BRIEF
In how many lines of the data does the word "each" appear? Give the number by itself.

Stored entries:
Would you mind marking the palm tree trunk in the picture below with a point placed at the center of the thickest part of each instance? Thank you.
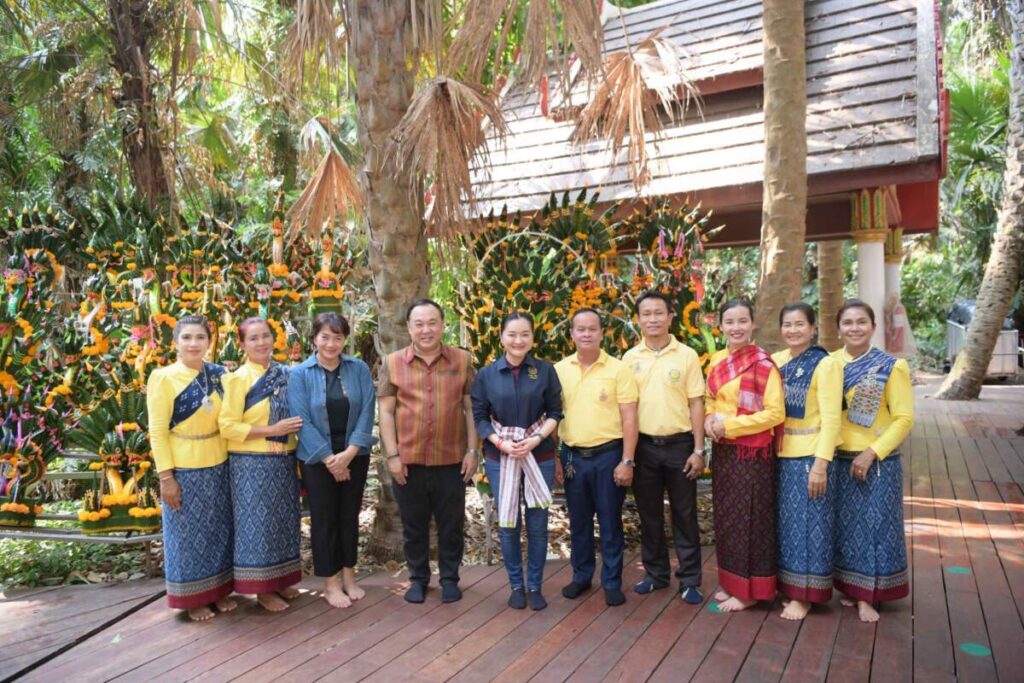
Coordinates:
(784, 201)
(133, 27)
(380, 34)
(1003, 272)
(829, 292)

---

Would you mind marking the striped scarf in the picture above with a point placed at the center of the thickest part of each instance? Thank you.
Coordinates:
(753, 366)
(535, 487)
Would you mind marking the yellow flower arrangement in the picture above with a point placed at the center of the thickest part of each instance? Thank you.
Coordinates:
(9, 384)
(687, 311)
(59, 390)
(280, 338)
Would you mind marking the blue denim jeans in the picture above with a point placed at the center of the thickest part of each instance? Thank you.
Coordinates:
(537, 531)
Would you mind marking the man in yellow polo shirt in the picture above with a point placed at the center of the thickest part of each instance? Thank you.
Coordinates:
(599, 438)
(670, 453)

RESULT FOR THIS TASK
5